So each time I get asked the same token question, and I ponder my situation before finally saying the only seemingly reasonable answer: “I’m Filipina.” I say, but inside I know that I have lied due to the fact that I am not Filipina, but Filipina-American.
I’ve struggled with this issue my entire life. How two words can be so simple but still reflect so much confusion and complexity. But still, I know there are many others who have struggled with this issue as much as I have.
I’m referring to the “hyphen.” The in-between of two completely unique cultures, a child born of foreign spawn but raised under the ways of America. Caught in between two cultures, while still trying to stay true to oneself. I am completely Americanized, born in Texas, raised in Tennessee but still grasped under the values and traditions of a Filipino family.
My mother and father immigrated to the States right after they were married in the summer of ‘89: my father was studying to become a doctor, hopeful and starry-eyed about the opportunities of a promising new world. My mom: a young wife who had been strictly educated in a Catholic school under the guidance of nuns throughout her primary and undergraduate education. Soon after, in 1993 they bore me.

**Task a**
Which place names appear in the essay on being Filipina-American?

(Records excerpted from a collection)
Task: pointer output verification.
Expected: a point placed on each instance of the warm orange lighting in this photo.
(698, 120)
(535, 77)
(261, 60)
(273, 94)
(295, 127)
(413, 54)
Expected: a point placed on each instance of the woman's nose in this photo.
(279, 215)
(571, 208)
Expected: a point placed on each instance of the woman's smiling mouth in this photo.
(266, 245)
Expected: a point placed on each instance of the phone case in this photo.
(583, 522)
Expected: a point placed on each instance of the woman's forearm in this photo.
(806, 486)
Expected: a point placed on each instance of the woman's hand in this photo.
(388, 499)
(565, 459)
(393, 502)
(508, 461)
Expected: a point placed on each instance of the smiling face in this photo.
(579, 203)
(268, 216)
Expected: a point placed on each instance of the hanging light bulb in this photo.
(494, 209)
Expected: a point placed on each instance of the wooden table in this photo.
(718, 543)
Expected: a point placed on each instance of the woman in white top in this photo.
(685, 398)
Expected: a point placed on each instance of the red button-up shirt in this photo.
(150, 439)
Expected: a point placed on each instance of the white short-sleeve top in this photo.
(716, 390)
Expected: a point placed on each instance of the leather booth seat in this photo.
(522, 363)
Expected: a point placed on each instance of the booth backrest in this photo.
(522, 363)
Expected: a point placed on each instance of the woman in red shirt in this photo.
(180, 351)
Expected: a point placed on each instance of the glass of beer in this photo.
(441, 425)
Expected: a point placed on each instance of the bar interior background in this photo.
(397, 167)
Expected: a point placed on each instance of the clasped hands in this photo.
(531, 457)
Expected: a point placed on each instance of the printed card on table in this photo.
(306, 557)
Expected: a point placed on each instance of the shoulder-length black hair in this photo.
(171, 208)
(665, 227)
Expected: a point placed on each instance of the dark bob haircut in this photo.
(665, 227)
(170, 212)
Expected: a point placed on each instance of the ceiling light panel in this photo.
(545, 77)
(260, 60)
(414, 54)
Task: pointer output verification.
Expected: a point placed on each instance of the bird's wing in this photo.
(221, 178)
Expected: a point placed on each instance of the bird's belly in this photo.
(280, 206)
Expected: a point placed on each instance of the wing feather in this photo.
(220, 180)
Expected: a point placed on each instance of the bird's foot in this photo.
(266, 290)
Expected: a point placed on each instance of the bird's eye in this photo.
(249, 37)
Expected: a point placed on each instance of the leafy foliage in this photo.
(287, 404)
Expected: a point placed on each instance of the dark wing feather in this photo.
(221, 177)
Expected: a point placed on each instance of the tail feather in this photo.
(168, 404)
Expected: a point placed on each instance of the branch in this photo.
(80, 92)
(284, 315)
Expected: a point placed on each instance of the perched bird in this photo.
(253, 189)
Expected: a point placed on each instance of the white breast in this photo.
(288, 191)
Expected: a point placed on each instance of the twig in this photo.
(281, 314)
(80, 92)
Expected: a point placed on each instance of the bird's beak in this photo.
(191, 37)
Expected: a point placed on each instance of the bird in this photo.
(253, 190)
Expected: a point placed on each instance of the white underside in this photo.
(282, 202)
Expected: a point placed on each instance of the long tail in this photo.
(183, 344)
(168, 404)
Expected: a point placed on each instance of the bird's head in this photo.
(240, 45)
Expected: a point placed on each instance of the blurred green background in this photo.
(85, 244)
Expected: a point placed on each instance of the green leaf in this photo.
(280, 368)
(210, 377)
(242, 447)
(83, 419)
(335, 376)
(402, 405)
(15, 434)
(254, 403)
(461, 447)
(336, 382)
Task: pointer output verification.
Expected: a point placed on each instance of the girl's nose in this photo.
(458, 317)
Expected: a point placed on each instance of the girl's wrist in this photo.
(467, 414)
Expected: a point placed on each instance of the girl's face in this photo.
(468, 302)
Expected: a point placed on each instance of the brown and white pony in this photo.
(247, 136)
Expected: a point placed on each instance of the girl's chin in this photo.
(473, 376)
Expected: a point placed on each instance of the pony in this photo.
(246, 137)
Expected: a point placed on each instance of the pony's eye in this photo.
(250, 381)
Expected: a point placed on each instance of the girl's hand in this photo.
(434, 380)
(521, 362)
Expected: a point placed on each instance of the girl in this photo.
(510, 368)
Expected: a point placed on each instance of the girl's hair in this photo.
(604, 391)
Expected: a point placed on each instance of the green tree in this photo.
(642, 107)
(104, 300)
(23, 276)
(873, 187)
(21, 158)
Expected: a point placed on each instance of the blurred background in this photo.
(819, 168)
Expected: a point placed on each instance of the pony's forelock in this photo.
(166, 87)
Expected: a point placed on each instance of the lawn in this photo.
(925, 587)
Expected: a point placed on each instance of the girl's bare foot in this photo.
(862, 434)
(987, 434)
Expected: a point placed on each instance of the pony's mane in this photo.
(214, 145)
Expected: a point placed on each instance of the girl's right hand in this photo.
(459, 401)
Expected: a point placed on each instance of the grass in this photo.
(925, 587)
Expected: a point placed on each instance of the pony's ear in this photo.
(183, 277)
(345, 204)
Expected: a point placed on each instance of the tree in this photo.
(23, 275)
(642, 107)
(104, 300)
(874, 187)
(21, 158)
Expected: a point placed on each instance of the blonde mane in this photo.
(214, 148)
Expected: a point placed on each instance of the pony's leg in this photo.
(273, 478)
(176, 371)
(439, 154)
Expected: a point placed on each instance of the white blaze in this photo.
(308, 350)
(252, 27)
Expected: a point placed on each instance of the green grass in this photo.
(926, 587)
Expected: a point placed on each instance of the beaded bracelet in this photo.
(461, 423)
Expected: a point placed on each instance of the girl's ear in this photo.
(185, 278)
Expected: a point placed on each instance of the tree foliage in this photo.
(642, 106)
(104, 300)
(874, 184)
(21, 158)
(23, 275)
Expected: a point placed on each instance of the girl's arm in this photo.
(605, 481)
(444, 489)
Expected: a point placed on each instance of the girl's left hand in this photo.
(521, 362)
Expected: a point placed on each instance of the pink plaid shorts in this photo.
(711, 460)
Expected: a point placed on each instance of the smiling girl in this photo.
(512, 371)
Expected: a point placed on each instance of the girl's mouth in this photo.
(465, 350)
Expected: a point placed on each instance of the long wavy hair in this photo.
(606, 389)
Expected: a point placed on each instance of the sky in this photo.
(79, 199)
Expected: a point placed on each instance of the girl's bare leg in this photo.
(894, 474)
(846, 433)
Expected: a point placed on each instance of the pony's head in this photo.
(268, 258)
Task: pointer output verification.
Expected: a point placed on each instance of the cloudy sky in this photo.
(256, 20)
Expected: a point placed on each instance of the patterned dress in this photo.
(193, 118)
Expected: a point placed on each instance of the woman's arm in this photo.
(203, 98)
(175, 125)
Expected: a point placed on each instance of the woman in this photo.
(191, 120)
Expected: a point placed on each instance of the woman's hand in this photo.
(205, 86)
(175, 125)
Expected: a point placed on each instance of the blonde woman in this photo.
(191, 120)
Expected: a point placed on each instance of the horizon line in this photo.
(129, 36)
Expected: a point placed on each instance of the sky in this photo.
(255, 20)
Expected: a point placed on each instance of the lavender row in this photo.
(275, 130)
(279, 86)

**Task b**
Which lines of the records contain the word "blonde"? Copy each of them.

**Correct response a**
America, Texas, Tennessee, the States

**Correct response b**
Expected: a point placed on each instance of the blonde mane in this photo.
Expected: a point placed on each instance of the blonde woman in this photo.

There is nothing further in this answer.